Exercise prompt.
Give again, word for word, only the lines from the one containing "Expected behaviour: the pointer places one marker on the pearl" through the final line.

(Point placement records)
::::

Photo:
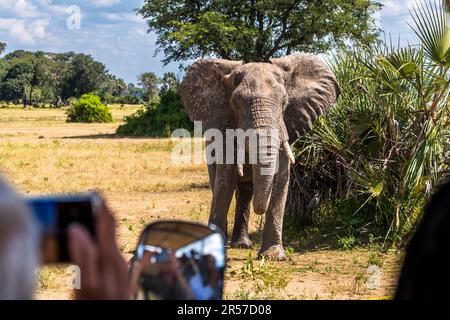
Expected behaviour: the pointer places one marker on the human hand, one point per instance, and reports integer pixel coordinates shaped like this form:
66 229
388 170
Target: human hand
104 271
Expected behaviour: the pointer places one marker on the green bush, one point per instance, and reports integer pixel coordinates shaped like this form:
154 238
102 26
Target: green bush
371 164
89 109
158 119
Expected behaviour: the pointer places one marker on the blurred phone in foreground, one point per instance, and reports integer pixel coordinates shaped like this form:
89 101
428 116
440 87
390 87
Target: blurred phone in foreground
54 215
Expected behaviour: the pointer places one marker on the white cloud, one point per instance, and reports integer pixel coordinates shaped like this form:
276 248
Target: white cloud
124 17
104 3
23 31
19 8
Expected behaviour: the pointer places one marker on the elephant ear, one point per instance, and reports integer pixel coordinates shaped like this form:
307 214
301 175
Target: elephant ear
312 90
206 96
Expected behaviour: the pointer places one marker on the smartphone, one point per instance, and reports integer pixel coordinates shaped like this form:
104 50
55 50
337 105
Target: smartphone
54 215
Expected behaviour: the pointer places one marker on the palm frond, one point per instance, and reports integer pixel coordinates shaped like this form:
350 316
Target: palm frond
433 29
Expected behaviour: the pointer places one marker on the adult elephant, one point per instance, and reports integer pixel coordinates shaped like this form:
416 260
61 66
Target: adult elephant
287 96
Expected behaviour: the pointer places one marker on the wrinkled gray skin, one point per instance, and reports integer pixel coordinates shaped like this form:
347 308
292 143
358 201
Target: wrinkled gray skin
287 94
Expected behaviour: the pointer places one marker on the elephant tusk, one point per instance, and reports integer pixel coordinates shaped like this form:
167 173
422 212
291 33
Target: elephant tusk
288 151
241 170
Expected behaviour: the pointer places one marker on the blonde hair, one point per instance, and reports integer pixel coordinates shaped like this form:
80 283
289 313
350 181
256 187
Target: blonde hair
18 246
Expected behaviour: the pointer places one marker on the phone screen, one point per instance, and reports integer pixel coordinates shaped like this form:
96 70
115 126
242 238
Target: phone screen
54 216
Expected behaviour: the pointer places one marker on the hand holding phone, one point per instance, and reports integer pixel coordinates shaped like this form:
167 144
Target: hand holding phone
54 215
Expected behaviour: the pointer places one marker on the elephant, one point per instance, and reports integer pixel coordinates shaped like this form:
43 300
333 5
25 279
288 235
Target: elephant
286 95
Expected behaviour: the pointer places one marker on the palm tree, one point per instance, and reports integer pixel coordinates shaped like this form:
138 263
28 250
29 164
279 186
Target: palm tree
375 159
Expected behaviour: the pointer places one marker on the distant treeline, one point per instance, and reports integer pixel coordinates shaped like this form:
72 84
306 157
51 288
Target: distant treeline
44 78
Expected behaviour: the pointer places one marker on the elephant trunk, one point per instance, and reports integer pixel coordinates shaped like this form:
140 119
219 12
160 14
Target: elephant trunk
264 172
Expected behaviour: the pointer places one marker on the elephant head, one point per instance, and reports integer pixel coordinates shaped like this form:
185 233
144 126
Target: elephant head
286 95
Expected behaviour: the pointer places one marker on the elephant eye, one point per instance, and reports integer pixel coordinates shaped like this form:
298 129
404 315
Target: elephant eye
237 79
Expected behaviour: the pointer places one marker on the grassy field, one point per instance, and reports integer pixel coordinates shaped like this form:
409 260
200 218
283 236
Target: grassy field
40 153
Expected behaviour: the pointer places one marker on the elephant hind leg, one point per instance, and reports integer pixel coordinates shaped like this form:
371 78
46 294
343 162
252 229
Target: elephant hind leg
244 192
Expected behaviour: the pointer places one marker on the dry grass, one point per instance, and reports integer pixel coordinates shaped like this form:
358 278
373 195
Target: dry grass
42 154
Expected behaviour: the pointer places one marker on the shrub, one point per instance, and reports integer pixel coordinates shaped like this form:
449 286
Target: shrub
89 109
373 161
159 118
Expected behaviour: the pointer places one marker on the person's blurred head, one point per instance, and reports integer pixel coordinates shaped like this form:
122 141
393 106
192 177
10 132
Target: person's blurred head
18 246
425 273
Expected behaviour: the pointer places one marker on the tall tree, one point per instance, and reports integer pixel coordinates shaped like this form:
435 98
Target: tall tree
15 82
85 75
168 81
2 47
256 30
149 82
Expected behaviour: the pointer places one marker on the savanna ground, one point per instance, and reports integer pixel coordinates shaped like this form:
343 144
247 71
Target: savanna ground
40 153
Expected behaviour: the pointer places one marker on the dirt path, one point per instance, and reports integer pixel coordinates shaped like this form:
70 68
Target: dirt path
40 153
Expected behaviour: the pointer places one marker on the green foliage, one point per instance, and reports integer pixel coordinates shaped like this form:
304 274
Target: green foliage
52 78
265 280
159 119
149 82
374 160
2 47
347 242
89 109
256 30
16 80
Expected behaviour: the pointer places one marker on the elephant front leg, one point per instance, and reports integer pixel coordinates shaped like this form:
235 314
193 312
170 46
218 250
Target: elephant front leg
224 186
240 239
272 247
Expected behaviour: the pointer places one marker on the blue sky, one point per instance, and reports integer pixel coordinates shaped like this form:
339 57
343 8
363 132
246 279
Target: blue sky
112 33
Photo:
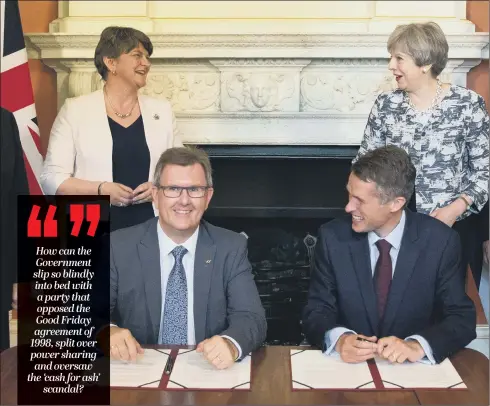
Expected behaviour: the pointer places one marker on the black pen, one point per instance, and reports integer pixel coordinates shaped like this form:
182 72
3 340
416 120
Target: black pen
169 365
363 339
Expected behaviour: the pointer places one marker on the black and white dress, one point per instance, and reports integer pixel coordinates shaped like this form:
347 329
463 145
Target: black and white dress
130 167
449 148
448 145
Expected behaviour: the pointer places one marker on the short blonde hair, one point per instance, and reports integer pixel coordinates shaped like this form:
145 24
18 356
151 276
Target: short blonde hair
424 42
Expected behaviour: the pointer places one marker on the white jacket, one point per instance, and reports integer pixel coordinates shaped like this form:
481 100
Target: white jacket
80 143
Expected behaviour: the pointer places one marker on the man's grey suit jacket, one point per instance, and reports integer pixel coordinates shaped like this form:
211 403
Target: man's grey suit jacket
226 300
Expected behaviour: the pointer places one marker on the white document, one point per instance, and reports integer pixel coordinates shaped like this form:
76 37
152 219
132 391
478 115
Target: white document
311 369
192 371
419 375
146 371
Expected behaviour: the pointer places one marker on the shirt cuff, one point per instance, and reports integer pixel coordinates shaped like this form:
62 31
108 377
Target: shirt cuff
332 336
236 345
429 357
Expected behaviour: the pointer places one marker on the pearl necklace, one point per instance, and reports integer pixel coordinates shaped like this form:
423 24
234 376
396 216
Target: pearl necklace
432 105
120 115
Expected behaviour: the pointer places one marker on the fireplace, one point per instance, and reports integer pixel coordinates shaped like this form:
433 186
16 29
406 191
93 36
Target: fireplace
278 196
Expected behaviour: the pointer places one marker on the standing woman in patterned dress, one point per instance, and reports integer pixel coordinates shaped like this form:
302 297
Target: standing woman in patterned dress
444 129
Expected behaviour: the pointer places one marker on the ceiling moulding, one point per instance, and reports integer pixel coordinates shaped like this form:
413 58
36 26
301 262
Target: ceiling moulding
342 45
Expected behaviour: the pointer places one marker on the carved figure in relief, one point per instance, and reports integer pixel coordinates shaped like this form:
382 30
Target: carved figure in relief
186 91
337 92
259 92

::::

Exercise result.
Expected behaviour: the pointer places one marker on the pearl necklace, one point per instance, and reports integer pixel coordinates shaped like this form:
423 24
234 376
396 216
Target: pearl necklace
432 105
120 115
Expected behaviour: the pointer places one marker on the fireplace, one point per instance, and reports integer pixel coordinates shaped like this form:
433 186
16 29
406 191
93 36
Target: fireplace
278 196
Expected behaviour: the pointer places one marker on the standing woman in patterned dress, one point per instance, and reports integer pixel coordinates shaped like this form:
302 297
Target: standing woman in patterned dress
444 129
Expected behaviour: the pointer places one marker on the ceiling moulding, one point per instance, and reports integer pixel coordinates shaped like this form:
413 58
36 26
301 262
Target: ceiling moulding
342 45
Expected behaviour: the pointer places one marker on the carved figure in relief, one point per instance, and reports integer pixel coordinates shaped like this form:
382 30
Target: carved figure in relief
186 91
337 92
259 92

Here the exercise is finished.